*Tarea por realizar*: En el texto sobre los muertos vivientes, ¿qué hacen los vampiros con la soledad, según se compara con los zombis?
**** Texto analizado
La génesis, la evolución y la metáfora de los muertos vivientes

/ 1 de julio de 2020 / 10:00

  1. Hacia una definición de la identidad zombi. Sin dejar pasar la oportunidad de recordarnos que las identidades no solo son ‘constructos históricos’ sino que además, por supuesto, representaciones que fluyen y cambian como el agua, los estudiosos suelen mencionar seis indicadores estereotípicos —y diferenciales— que permiten, porque son perceptibles a primera vista, reconocer y distinguir a un zombi. Los enumero:
    a) Los zombis son, como los fantasmas, entes que deambulan, cómodos y hasta alegres, por una zona de indefinición o umbral entre la vida y la muerte: son “muertos vivientes”, “muertos que caminan”. Aunque, a diferencia de los fantasmas —tímidos, esquivos y algo disminuidos físicamente—, los zombis imponen su presencia de maneras plenamente carnales: nada los hace más felices que el contacto. b) Y el contacto que los hace tan felices comienza por casa, es decir, en el grupo mismo: ningún colectivo es más gregario y con mejor vida social que el de los zombis, que andan en patota o malón y que evitan la soledad con la misma ansiedad con que los vampiros la buscan. c) Por si acaso les faltaran marcas identitarias, los zombis no solo caminan sino que lo hacen de otra forma, según peculiaridades que los hacen reconocibles desde lejos, algo que también les sucede a los mormones, a los peruanos y a las geishas. Ese estilo corporal ha sido retratado en las películas hasta el cansancio, aunque de acuerdo a pautas contradictorias: el relajado caminar del sonámbulo que se desplaza en línea recta, con la vista perdida; el del bebé en el momento de sus primeros pasos, incapaz de levantar por completo los pies del suelo y siempre a punto de caer; el nerviosismo de los insectos que se amontonan en los lugares que se resisten a su paso. d) Aunque disfrutan mucho del trabajo grupal, lo suyo —como para nuestros periodistas televisivos— no es la palabra: a lo sumo, gruñen dos o tres cosas. No es ‘gente informada, con diversidad de intereses y pasatiempos, compleja’; son más bien autómatas de su propio deseo. e) Nunca se los ve bien: demacrados, con tendencia a acnés virulentos y a las várices, de mirada afiebrada e indirecta, desaliñados. f) Y proyectan una identidad que, al igual que la cruceña o porteña, es altamente contagiosa: bastan unos minutos de contacto para adquirirla. Un ratito con un zombi y uno termina caminando como ellos, gruñendo como ellos, obsesionado por dos o tres cosas.
********
**** Datos proporcionados
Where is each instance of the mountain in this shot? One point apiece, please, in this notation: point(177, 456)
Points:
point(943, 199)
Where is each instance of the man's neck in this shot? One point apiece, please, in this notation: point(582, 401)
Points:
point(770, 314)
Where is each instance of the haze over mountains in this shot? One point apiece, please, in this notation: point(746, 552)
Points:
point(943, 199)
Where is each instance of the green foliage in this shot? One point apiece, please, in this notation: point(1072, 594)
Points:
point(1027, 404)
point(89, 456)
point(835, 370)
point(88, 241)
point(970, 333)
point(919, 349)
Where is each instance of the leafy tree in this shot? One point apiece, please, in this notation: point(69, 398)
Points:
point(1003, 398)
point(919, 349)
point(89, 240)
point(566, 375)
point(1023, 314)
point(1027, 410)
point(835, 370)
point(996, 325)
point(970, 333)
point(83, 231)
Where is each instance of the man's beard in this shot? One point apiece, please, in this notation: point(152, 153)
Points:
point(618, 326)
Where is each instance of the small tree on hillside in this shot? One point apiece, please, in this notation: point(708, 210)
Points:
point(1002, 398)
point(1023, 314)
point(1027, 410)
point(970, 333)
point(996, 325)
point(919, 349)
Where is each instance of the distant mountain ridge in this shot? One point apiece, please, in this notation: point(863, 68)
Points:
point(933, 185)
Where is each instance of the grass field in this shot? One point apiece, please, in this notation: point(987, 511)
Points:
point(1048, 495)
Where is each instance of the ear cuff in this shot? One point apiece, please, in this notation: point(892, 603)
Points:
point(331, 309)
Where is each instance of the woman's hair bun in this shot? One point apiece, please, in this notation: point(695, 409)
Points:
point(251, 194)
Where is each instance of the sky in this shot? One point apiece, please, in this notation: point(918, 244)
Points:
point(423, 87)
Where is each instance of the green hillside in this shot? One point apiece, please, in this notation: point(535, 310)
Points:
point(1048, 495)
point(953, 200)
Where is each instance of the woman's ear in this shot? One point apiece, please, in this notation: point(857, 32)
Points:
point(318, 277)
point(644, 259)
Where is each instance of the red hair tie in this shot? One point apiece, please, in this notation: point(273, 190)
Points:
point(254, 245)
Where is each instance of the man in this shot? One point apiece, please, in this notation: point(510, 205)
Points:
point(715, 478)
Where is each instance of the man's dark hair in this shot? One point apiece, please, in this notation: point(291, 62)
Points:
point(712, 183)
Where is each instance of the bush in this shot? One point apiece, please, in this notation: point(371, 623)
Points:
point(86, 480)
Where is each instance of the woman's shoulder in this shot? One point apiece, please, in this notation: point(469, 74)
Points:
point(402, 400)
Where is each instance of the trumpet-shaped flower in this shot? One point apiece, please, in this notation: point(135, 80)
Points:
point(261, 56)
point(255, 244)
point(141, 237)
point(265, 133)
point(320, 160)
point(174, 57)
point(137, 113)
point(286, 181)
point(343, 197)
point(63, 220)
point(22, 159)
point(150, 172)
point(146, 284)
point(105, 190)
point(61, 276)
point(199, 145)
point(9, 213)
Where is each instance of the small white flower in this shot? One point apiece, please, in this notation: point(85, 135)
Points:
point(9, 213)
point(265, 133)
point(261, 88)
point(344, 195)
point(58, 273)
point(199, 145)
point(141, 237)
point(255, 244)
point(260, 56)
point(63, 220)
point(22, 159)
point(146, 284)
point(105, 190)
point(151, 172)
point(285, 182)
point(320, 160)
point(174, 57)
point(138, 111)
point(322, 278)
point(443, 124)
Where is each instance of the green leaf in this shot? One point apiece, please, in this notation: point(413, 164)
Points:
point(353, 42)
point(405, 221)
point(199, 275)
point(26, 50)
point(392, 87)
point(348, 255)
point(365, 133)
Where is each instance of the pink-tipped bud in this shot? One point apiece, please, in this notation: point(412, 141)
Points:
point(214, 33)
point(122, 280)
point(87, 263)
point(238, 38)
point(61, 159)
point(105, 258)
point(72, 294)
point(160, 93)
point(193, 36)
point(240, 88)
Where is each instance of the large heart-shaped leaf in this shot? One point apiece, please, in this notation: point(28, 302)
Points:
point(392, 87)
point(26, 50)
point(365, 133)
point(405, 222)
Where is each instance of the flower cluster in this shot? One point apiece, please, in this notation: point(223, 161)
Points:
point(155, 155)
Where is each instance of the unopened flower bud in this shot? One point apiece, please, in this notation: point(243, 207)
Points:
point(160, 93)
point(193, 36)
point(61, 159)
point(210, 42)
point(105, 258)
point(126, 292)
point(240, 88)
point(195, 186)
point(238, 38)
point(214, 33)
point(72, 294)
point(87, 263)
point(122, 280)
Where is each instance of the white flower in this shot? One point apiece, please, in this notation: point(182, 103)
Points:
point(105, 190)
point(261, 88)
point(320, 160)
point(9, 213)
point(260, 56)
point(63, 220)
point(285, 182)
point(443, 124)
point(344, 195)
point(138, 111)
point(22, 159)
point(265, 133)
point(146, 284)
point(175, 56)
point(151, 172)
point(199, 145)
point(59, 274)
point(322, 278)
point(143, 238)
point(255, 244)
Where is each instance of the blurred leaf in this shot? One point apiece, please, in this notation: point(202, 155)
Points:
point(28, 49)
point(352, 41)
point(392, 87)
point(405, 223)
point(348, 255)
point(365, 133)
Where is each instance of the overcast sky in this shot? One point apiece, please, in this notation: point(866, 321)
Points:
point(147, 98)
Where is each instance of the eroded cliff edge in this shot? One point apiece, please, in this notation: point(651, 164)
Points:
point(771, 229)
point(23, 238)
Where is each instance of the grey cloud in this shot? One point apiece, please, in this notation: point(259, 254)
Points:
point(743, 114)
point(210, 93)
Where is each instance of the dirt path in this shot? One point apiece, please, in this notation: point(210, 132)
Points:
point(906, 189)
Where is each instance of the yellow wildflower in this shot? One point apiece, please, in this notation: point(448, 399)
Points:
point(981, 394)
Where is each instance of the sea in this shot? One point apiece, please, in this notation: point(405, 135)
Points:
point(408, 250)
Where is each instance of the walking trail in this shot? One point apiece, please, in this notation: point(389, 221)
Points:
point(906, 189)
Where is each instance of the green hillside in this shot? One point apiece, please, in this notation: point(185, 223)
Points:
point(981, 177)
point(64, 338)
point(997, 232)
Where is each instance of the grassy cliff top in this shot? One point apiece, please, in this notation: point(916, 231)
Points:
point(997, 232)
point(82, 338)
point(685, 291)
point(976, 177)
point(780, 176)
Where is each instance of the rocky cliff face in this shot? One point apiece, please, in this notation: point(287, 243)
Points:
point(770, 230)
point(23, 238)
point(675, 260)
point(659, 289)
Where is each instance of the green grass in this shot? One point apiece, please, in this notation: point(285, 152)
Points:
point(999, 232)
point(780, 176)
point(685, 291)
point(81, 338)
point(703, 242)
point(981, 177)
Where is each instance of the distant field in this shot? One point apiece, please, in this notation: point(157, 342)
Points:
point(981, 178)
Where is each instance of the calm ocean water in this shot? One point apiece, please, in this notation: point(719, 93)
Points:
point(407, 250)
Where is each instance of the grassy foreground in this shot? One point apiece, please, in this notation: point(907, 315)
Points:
********
*Respuesta escrita*: La buscan con la misma ansiedad con que los zombis la evitan.